Provided data ::
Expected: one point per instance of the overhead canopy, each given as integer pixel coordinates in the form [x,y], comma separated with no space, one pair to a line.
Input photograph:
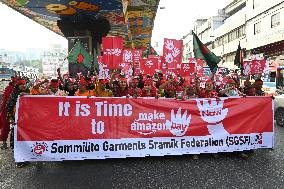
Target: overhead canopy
[131,19]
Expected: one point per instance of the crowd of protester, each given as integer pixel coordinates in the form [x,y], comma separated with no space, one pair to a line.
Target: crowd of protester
[157,86]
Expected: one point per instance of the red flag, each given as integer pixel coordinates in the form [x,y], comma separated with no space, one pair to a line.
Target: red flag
[112,51]
[254,67]
[172,52]
[149,65]
[103,69]
[132,56]
[198,66]
[187,69]
[127,69]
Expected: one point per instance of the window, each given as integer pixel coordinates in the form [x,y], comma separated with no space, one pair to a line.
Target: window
[275,20]
[257,28]
[256,3]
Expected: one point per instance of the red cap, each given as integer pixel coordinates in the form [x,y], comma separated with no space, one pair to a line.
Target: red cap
[148,81]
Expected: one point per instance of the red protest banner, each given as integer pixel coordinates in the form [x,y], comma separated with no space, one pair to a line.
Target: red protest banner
[198,66]
[98,128]
[149,65]
[252,67]
[172,52]
[187,70]
[112,51]
[132,56]
[103,69]
[127,69]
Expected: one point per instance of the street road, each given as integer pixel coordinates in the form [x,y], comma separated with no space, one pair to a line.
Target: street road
[265,169]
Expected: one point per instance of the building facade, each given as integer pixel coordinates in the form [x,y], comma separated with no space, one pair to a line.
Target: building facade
[54,59]
[255,24]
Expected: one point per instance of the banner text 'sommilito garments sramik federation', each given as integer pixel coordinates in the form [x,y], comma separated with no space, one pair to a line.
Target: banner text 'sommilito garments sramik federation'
[76,128]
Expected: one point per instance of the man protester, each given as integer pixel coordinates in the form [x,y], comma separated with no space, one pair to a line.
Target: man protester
[4,122]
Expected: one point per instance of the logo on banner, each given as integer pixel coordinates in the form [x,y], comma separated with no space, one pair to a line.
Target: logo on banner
[115,52]
[127,56]
[149,123]
[39,148]
[149,63]
[179,122]
[213,113]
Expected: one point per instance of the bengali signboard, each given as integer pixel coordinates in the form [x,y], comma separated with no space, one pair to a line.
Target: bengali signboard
[76,128]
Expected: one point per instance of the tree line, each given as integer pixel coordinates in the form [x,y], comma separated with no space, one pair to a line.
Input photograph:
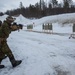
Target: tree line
[43,8]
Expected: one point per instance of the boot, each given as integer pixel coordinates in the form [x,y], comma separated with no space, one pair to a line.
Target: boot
[15,62]
[2,66]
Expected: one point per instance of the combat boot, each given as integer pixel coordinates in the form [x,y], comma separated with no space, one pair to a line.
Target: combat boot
[2,66]
[15,62]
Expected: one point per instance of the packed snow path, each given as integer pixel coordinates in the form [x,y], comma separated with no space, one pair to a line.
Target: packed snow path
[41,54]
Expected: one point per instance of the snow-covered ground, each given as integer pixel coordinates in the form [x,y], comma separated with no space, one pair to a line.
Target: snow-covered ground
[42,54]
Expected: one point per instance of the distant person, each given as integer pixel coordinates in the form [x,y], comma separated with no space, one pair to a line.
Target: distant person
[0,23]
[4,48]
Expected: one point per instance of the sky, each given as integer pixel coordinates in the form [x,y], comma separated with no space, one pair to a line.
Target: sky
[13,4]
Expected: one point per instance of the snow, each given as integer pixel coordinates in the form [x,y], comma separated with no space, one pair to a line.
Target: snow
[41,53]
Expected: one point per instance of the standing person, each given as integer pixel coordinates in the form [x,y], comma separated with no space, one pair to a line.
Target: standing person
[4,48]
[0,23]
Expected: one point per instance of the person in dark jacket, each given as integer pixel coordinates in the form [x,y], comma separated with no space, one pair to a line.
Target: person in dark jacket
[4,48]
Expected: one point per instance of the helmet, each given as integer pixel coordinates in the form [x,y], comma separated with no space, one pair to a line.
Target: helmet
[10,18]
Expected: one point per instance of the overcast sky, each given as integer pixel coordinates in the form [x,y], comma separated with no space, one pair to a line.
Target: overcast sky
[13,4]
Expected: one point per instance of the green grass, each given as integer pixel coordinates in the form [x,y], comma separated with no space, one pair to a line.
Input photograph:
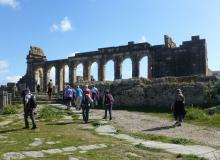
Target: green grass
[48,113]
[70,134]
[10,109]
[203,117]
[189,157]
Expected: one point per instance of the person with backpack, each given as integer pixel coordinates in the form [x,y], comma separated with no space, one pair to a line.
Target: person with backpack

Stated exercise ::
Format every line of the records above as a numbered list, leaving out blank lines and the pictures.

Written answer ::
1. Expected: one point per instance of the overhead canopy, each given as integer pixel coordinates in the form [x,y], comma separated with no space, one pair to a line.
2. Input photograph:
3. Target: overhead canopy
4. [131,19]
5. Expected: one point per instance of the crowd of protester, each given as integer pixel coordinates in the form [x,y], comma separated with no space, one pair to a line.
6. Target: crowd of protester
7. [157,86]
8. Expected: one point per instance of the red flag, each given as integer pixel coordinates in the form [x,y], comma separated with no space, one pair to a line.
9. Target: red flag
10. [112,51]
11. [254,67]
12. [172,52]
13. [149,65]
14. [103,69]
15. [132,56]
16. [198,66]
17. [187,69]
18. [127,69]
19. Expected: one point per instance of the window, each given as integer pixel coordinates in the form [x,y], comma separated with no space, one pair to a line.
20. Target: window
21. [275,20]
22. [257,28]
23. [256,3]
24. Expected: one point per instance of the red cap, each given as integer pixel coordinates in the form [x,y], comma separated with no space, one pair to a line.
25. Target: red cap
26. [148,81]
27. Expected: one point per instance of the red protest banner, each given as integer pixel coordinates in the form [x,y], comma separated with no space, one pair to a line.
28. Target: red protest banner
29. [198,66]
30. [98,128]
31. [149,65]
32. [252,67]
33. [172,52]
34. [187,70]
35. [112,51]
36. [132,56]
37. [103,69]
38. [127,69]
39. Expected: one point per instance of the street road, each given as integer pixel coordinates in the form [x,y], comma separated with no space, one pair to a line.
40. Target: street road
41. [265,169]
42. Expected: one point per instance of the building facade, each given as integer pixel coordinates in the form [x,y], comma separated with no space, one pair to a line.
43. Target: building facade
44. [54,59]
45. [255,24]
46. Expected: one point per instance of the banner text 'sommilito garments sramik federation', each given as integer pixel coordinates in the form [x,y], comma separated with no space, one pair to a line.
47. Target: banner text 'sommilito garments sramik federation'
48. [76,128]
49. Expected: one point per instance of the man protester, each given as integer pixel coordinates in the form [x,y], comma separated with no space, one pair to a line.
50. Target: man protester
51. [4,122]
52. Expected: one point per instance of the logo on banner, each given as integer pixel coordinates in the form [x,y], comma separated with no space, one pair to a line.
53. Target: logo on banner
54. [115,52]
55. [127,56]
56. [149,123]
57. [39,148]
58. [149,63]
59. [179,122]
60. [213,113]
61. Expected: one point per instance of the bengali signboard, each given as integer pixel coordinates in the form [x,y], comma separated with no space, one pair to a line.
62. Target: bengali signboard
63. [76,128]
64. Expected: one point per instance of the tree line, each given as integer pixel coordinates in the form [x,y], comma separated with no space, one pair to a line.
65. Input photograph:
66. Target: tree line
67. [43,8]
68. Expected: one point per instance of the boot, each given as integer pixel coordinates in the form [x,y], comma separated with no space, one pair to a line.
69. Target: boot
70. [15,62]
71. [2,66]
72. Expected: one point per instance of the combat boot, each given as integer pixel coordinates in the form [x,y], comma separated with no space, one pair to a line.
73. Target: combat boot
74. [2,66]
75. [15,62]
76. Expected: one point per instance of the packed snow path, each given as integer pixel coordinates in the form [x,y], comma separated with no space, one pair to a line.
77. Target: packed snow path
78. [41,54]
79. Expected: one point per instance of the snow-covered ground, each given as integer pixel coordinates in the form [x,y], comma separated with no space, one pair to a line.
80. Target: snow-covered ground
81. [42,54]
82. Expected: one point per instance of the distant person, each given as integer pixel coordinates in the form [x,y], comma separated with no space, one pair to a line.
83. Target: distant person
84. [0,23]
85. [4,48]
86. Expected: one point per instance of the sky, each given as integer pixel coordinates in the form [x,y], comma separated with no space, one pair to a line.
87. Target: sky
88. [13,4]
89. Expected: one point per instance of the snow, each given as integer pixel coordinates in the form [x,y], comma separated with no space, one pair to a line.
90. Target: snow
91. [41,53]
92. Expected: one point per instance of the standing person, each given as integer pixel coordinates in the form [x,y], comma separated with no space, one pair to a line.
93. Target: standing person
94. [4,48]
95. [0,23]
96. Expected: one point per instance of the person in dark jacket, each given as integer pixel coordinates in the form [x,y], comma separated with no space, one pair to a line.
97. Target: person in dark jacket
98. [4,48]
99. Expected: one point per instance of the helmet, each given as integer pixel coordinates in the form [x,y], comma separated with no space, one pair to a line.
100. Target: helmet
101. [10,18]
102. Expected: one point per instance of the overcast sky, each given as integer pixel coordinates in the form [x,y], comma separated with no space, one pair to a line.
103. Target: overcast sky
104. [13,4]
105. Expected: one point per instance of the green grass, each given as integer pixel coordinates in the form [x,y], comma separated with no space, one pair to a line.
106. Input photograph:
107. Target: green grass
108. [48,113]
109. [70,134]
110. [10,109]
111. [203,117]
112. [189,157]
113. Expected: one point per instance of the person with backpack, each given as integer pixel coordinates in the form [x,y], comma separated with no space, one pair to a line.
114. Target: person with backpack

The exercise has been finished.